Cose da fare:
• 1. Rispondi a queste domande sul testo su «Le fedeltà invisibili»:
(a) Chi ha tradotto «Le fedeltà invisibili»?
(b) Quale materia insegna Hélène?
(c) A quale romanzo è liberamente ispirato il film «Tutto quello che so di lei»?
• 2. Trascrivi fedelmente il brano del testo su «Le fedeltà invisibili» compreso tra "Ne è venuto" e "gli succede attorno.", estremi inclusi.
• 3. Prosegui il testo su «Le fedeltà invisibili» a partire dalla sua ultima frase.

Testo riportato:
____

Ma toccare il tema della famiglia, si sa, è sempre ad alto rischio. Non solo perché la società continua a considerarla il nucleo fondante e irrinunciabile di un mondo civile, ordinato, vivibile, ma perché lo scrittore quasi sempre rischia di confezionare una favoletta, o al massimo un drammone, che gocciola retorica a ogni riga. Nonostante ciò, Delphine de Vigan non ha resistito alla tentazione di immergersi, senza salvagente, in questo magma narrativo incandescente. Infischiandosene del rischio di azzerare tutto il successo editoriale ottenuto fino a qui. Anche grazie al recente passaggio sugli schermi cinematografici del film di Roma Polanski “Tutto quello che so di lei”, che ha riportato alla ribalta il romanzo “Da una storia vera”, a cui è liberamente ispirato, della scrittrice francese di Boulogne-Billancourt (leggi la recensione in questo blog: “Roman Polanski, così si perseguita una scrittrice”).

Ne è venuto fuori un romanzo scarno, lucido, coraggioso, ben congegnato nella sua struttura narrativa che assembla voci diverse. Un viaggio dentro lo sfascio della famiglia moderna, ma anche dentro le troppe inadeguatezze della scuola pubblica e della società più in generale. “Le fedeltà invisibili”, tradotto da Margherita Botto per Einaudi (pagg. 134, euro 17), picchia duro fin dalle prime righe. Quando mette in scena Hélène, insegnante di scienze che porta ancora ben visibili nell’anima le ferite inferte da un padre violento, e la sua sempre più invasiva preoccupazione per un alunno, Théo Lubin, che in classe risulta sempre troppo lontano dalla realtà. Troppo appartato rispetto a quello che gli succede attorno.

____

Righe archiviate:

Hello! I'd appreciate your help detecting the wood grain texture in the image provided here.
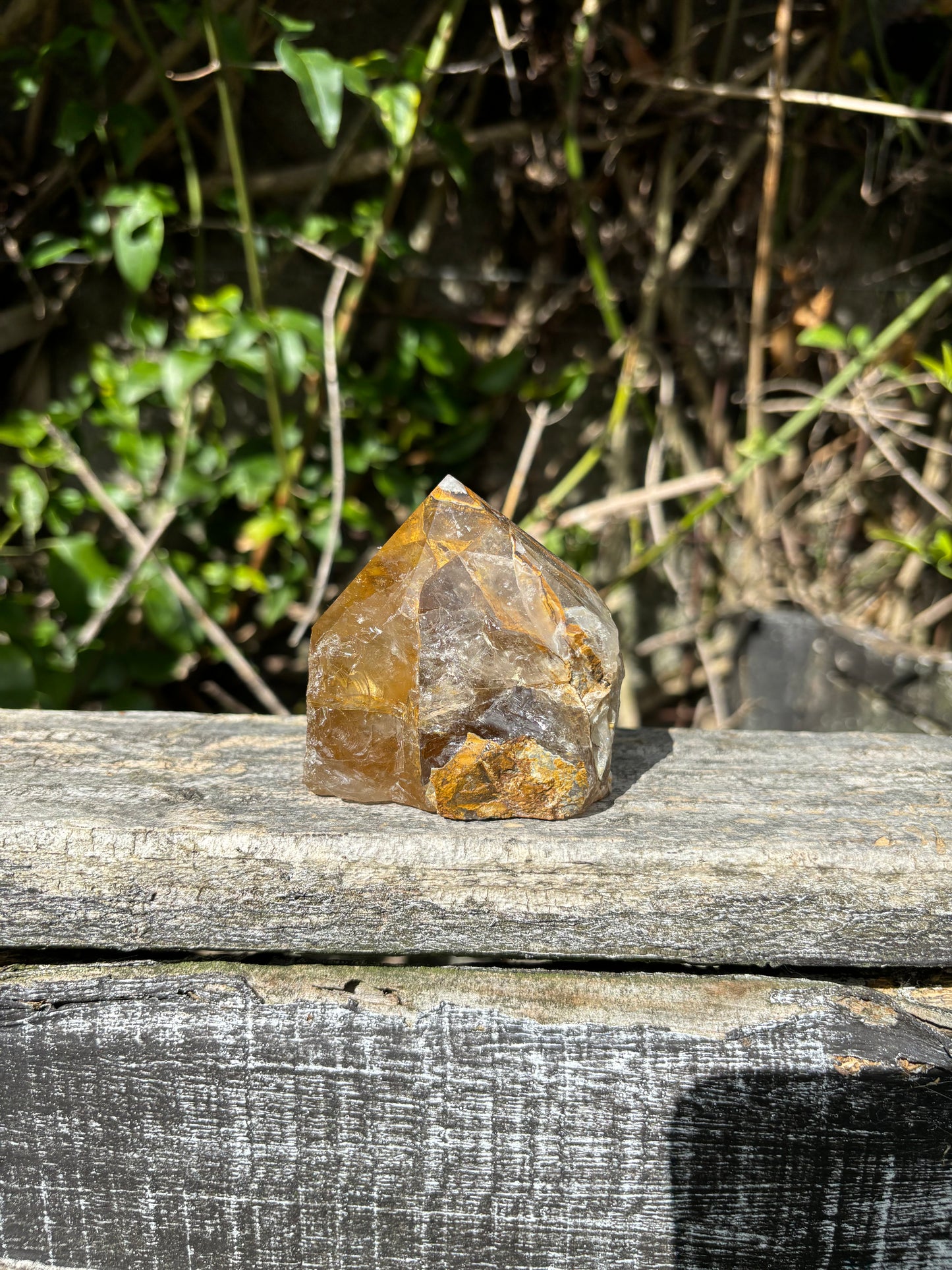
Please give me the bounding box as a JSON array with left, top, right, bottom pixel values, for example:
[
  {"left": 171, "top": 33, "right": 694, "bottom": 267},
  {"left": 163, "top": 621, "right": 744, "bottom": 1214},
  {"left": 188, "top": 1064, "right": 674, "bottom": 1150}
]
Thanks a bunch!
[
  {"left": 0, "top": 711, "right": 952, "bottom": 966},
  {"left": 0, "top": 963, "right": 952, "bottom": 1270}
]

____

Risposte ai compiti:
• 1.
(a) Margherita Botto.
(b) Scienze.
(c) «Da una storia vera».

• 2.
Ne è venuto fuori un romanzo scarno, lucido, coraggioso, ben congegnato nella sua struttura narrativa che assembla voci diverse. Un viaggio dentro lo sfascio della famiglia moderna, ma anche dentro le troppe inadeguatezze della scuola pubblica e della società più in generale. “Le fedeltà invisibili”, tradotto da Margherita Botto per Einaudi (pagg. 134, euro 17), picchia duro fin dalle prime righe. Quando mette in scena Hélène, insegnante di scienze che porta ancora ben visibili nell’anima le ferite inferte da un padre violento, e la sua sempre più invasiva preoccupazione per un alunno, Théo Lubin, che in classe risulta sempre troppo lontano dalla realtà. Troppo appartato rispetto a quello che gli succede attorno.

• 3.
Figlio di genitori separati, Théo in pratica deve fare da padre al suo papà ormai allo sbando, dopo che ha perso la nuova compagna e pure il lavoro. Ma deve stare attento anche a non lasciarsi bruciare le fragili ali dalla furia, dall’incontenibile amarezza che anima sua madre nei confronti dell’uomo che un giorno ha amato, ma che adesso disprezza con tutta se stessa. Denigrandolo appena può davanti al figlio. C’è solo una persona che sa stargli vicino con discrezione e amicizia: il compagno di banco Mathis. E sarà proprio con lui che, per cancellare quella realtà quotidiana fatta di continui cambi di casa, dove non lo aspetta mai una carezza, una parola dolce, un gesto gentile, Théo inizierà a bere. A stordirsi fino a barcollare, a non reggersi più sulle gambe.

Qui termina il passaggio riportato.